BEGIN Input rows

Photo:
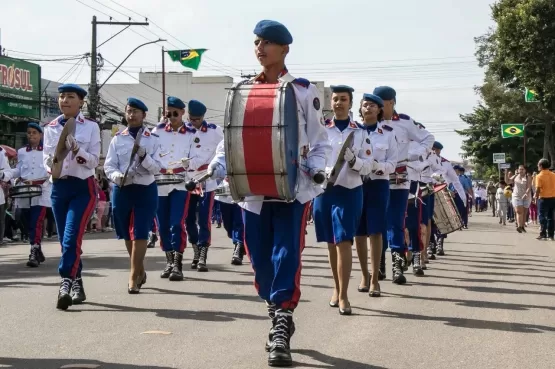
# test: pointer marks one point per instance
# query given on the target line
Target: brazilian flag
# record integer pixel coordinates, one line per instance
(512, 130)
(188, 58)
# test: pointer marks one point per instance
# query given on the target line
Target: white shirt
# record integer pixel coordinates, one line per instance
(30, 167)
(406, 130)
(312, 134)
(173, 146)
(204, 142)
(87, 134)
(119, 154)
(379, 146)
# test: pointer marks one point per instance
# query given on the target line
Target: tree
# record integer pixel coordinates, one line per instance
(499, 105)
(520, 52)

END Input rows
BEGIN Input rows

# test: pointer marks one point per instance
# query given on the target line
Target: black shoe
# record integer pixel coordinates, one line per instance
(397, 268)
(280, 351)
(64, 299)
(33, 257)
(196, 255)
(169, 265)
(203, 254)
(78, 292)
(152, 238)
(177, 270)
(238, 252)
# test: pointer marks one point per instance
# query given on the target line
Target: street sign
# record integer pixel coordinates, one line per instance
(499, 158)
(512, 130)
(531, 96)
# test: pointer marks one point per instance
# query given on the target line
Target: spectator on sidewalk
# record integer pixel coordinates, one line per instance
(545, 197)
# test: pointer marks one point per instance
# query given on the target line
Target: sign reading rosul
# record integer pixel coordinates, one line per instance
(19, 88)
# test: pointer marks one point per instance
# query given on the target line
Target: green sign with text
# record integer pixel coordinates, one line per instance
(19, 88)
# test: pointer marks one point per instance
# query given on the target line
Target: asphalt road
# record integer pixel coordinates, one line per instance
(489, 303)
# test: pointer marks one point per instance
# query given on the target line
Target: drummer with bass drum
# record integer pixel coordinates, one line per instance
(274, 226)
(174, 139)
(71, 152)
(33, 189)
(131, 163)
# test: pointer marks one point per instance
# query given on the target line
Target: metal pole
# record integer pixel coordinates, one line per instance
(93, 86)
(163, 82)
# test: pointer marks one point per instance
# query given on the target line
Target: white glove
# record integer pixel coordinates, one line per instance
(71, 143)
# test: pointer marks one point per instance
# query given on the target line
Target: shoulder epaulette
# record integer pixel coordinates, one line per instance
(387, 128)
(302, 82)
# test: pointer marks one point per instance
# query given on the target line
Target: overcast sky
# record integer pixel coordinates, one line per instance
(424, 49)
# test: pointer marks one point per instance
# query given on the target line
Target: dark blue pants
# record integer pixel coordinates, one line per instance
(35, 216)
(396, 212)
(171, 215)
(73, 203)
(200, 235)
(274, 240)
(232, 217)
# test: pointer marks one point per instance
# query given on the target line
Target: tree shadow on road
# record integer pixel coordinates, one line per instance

END Input rows
BEGIN Input rows

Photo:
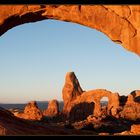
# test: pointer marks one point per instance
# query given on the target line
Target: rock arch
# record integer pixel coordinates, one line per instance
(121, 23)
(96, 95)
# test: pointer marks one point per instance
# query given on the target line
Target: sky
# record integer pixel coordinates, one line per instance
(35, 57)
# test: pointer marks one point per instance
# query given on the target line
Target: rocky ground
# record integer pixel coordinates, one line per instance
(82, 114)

END Input rows

# Task to carry out
Tally the lines of the records that contain the string "sign". Reply with the number alone.

# Task output
3